Assigned task:
Print the energy drink article word for word.

Energy drinks are typically marketed to young adults. But, is this the primary group that is consuming them?
Dr. Lauri Byerly is an associate professor of Sports and Health Sciences at American Public University. Her position at this all-online university has presented her with an opportunity to study the behavior of non-traditional college students.
Lauri O. Byerley received her bachelor’s degree in Food and Nutrition, Related Science from Iowa State University and her master’s in nutritional science from Purdue University. She was awarded her Ph.D. in Nutritional Sciences with a minor in Biological Sciences from the University of California in Los Angeles, CA. As well, she is a Registered Dietitian. She has been a faculty member of several nutrition departments and taught nutrition at several accredited universities. During the last two decades, she has been actively involved in nutrition research.
Her focus has been nutrition metabolism and its role in cancer, obesity, and exercise. She has more than 25 peer-reviewed publications from this original scientific research. Also, she has several non-technical nutrition-related publications. She has presented at more than 30 local, state and national meetings.
Energy Drink Demographics
Sleepy? Got to get a project done? Need an extra umph?
Grab an energy drink. Sales of energy drinks like Red Bull, Monster and 5 Hour Energy have increased over the last several decades. Now, it is a billion dollar industry.
Who purchases and consumes these beverages? Current marketing campaigns target young adults under 30. Recent studies suggest this is the group that purchases and consumes the most energy drinks. At one university, one study found more than half of the students consumed at least one energy drink during the previous month.

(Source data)

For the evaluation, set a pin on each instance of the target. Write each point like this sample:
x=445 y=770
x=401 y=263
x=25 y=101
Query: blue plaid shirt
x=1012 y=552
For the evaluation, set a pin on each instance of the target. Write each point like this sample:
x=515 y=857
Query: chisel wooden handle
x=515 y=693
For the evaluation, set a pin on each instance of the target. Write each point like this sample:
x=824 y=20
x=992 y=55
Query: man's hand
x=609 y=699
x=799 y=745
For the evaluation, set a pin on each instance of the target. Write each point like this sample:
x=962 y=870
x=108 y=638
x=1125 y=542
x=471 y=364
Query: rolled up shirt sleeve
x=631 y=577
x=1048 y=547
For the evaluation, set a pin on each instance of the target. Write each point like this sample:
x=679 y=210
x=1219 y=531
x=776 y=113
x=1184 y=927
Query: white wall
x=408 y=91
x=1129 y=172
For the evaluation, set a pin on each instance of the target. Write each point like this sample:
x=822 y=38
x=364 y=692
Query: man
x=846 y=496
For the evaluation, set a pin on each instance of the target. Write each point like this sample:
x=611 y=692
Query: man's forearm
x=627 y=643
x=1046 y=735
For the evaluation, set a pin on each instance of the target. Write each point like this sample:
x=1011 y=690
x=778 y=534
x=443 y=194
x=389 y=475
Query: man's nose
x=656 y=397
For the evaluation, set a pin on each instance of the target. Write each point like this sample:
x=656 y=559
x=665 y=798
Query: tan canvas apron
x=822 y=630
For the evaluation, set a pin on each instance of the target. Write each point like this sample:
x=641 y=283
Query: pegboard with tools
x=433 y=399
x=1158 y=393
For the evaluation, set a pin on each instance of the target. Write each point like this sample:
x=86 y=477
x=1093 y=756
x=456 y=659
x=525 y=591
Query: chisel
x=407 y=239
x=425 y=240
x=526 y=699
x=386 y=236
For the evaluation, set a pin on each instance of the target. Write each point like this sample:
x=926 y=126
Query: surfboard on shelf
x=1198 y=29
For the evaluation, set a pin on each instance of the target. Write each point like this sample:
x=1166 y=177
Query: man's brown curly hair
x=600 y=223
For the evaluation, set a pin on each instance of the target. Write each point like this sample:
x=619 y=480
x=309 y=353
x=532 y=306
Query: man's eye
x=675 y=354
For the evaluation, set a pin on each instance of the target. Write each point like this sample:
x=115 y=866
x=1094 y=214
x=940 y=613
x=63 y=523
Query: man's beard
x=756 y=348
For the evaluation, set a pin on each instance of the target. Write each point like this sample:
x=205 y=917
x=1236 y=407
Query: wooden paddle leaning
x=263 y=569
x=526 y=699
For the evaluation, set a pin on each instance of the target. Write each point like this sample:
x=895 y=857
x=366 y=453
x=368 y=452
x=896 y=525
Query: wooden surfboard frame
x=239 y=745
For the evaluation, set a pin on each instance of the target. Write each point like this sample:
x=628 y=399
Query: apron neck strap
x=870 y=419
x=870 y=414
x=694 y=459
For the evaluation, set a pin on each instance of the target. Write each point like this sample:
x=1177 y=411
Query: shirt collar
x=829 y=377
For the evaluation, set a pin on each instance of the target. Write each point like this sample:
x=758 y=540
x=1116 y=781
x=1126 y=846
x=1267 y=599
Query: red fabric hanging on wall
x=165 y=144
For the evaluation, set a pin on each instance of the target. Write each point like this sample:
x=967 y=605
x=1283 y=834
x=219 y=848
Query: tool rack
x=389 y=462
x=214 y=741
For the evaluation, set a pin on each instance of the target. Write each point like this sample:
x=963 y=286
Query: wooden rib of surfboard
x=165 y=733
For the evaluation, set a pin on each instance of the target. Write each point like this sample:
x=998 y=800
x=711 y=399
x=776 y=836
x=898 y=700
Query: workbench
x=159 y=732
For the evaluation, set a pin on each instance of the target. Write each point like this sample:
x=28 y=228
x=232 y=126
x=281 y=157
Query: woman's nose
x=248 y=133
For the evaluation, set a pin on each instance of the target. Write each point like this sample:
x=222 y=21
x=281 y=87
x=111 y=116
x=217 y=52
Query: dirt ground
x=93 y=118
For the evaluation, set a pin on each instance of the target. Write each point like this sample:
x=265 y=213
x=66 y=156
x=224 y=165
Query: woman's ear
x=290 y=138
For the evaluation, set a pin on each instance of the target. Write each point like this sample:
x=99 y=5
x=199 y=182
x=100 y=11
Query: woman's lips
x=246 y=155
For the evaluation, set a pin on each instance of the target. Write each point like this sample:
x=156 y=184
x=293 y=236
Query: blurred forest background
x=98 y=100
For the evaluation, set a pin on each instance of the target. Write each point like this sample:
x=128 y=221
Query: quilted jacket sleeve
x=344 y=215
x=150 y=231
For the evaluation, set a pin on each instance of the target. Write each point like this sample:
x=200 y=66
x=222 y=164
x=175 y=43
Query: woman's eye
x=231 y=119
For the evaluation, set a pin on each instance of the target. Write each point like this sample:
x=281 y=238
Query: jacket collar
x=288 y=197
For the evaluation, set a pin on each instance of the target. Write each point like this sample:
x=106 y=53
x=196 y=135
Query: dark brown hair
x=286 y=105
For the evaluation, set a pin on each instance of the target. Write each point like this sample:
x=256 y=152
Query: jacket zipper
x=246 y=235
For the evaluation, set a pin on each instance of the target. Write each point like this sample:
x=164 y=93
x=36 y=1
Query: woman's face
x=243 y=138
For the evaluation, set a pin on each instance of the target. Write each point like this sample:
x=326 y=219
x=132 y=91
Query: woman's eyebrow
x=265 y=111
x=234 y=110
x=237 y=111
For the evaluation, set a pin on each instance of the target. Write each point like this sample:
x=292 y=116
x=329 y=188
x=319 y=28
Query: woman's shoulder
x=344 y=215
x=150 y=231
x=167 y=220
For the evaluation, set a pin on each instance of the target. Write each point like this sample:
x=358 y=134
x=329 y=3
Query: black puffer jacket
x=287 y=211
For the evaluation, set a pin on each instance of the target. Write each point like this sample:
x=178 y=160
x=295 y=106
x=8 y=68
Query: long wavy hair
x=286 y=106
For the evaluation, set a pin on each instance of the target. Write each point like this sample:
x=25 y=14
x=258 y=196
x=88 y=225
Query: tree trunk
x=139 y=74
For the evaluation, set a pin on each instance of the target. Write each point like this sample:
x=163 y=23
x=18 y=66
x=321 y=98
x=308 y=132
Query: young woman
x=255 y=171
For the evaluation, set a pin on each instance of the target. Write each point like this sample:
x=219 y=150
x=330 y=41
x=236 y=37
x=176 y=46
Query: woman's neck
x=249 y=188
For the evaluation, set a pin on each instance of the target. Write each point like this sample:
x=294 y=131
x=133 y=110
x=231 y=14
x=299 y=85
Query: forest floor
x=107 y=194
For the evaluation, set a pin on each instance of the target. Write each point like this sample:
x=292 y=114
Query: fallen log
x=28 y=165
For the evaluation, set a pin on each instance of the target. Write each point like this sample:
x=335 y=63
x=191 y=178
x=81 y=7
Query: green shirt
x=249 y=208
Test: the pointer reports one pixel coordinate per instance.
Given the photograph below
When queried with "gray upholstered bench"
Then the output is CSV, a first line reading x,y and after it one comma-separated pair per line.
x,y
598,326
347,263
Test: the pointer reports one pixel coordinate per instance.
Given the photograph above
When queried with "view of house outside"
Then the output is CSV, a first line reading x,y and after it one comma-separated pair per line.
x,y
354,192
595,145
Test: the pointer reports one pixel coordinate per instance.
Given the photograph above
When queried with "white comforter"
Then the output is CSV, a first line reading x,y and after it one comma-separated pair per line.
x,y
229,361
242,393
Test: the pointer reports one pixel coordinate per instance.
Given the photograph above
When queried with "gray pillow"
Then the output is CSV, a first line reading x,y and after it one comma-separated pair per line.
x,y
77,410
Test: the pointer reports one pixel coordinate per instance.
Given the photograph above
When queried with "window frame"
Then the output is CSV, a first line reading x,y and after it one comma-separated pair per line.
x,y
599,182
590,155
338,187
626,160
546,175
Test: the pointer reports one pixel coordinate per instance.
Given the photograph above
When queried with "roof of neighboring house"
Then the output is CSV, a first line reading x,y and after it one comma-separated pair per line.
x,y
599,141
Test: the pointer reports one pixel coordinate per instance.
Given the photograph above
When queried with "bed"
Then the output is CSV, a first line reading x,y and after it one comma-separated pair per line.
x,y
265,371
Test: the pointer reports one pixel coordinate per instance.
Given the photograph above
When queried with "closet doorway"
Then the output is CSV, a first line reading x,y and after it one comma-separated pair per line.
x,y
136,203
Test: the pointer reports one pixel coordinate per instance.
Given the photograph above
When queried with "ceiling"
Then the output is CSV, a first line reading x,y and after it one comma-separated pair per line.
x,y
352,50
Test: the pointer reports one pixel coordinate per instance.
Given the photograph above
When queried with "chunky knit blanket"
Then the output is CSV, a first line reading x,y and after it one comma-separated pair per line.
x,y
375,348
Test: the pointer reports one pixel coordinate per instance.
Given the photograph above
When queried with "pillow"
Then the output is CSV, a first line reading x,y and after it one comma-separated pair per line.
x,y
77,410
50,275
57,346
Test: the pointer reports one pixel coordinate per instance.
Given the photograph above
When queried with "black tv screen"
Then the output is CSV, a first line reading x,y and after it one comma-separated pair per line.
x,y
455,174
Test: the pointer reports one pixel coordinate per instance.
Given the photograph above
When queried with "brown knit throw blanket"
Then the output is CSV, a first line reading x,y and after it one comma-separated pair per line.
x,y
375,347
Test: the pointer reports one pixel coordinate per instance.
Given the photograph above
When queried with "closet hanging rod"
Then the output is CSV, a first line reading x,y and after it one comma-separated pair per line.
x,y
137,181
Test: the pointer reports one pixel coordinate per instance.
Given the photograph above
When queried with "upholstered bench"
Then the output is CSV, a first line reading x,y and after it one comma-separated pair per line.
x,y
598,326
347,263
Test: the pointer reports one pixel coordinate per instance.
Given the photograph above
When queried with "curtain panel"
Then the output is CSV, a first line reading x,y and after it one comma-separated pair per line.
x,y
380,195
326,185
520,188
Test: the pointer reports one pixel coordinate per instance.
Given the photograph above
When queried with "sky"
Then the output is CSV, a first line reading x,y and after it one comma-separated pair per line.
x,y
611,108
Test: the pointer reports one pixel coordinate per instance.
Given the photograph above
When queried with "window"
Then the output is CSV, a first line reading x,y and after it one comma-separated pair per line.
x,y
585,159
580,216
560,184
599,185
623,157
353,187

Exercise output:
Energy drinks are typically marketed to young adults. But, is this the primary group that is consuming them?
Dr. Lauri Byerly is an associate professor of Sports and Health Sciences at American Public University. Her position at this all-online university has presented her with an opportunity to study the behavior of non-traditional college students.
Lauri O. Byerley received her bachelor’s degree in Food and Nutrition, Related Science from Iowa State University and her master’s in nutritional science from Purdue University. She was awarded her Ph.D. in Nutritional Sciences with a minor in Biological Sciences from the University of California in Los Angeles, CA. As well, she is a Registered Dietitian. She has been a faculty member of several nutrition departments and taught nutrition at several accredited universities. During the last two decades, she has been actively involved in nutrition research.
Her focus has been nutrition metabolism and its role in cancer, obesity, and exercise. She has more than 25 peer-reviewed publications from this original scientific research. Also, she has several non-technical nutrition-related publications. She has presented at more than 30 local, state and national meetings.
Energy Drink Demographics
Sleepy? Got to get a project done? Need an extra umph?
Grab an energy drink. Sales of energy drinks like Red Bull, Monster and 5 Hour Energy have increased over the last several decades. Now, it is a billion dollar industry.
Who purchases and consumes these beverages? Current marketing campaigns target young adults under 30. Recent studies suggest this is the group that purchases and consumes the most energy drinks. At one university, one study found more than half of the students consumed at least one energy drink during the previous month.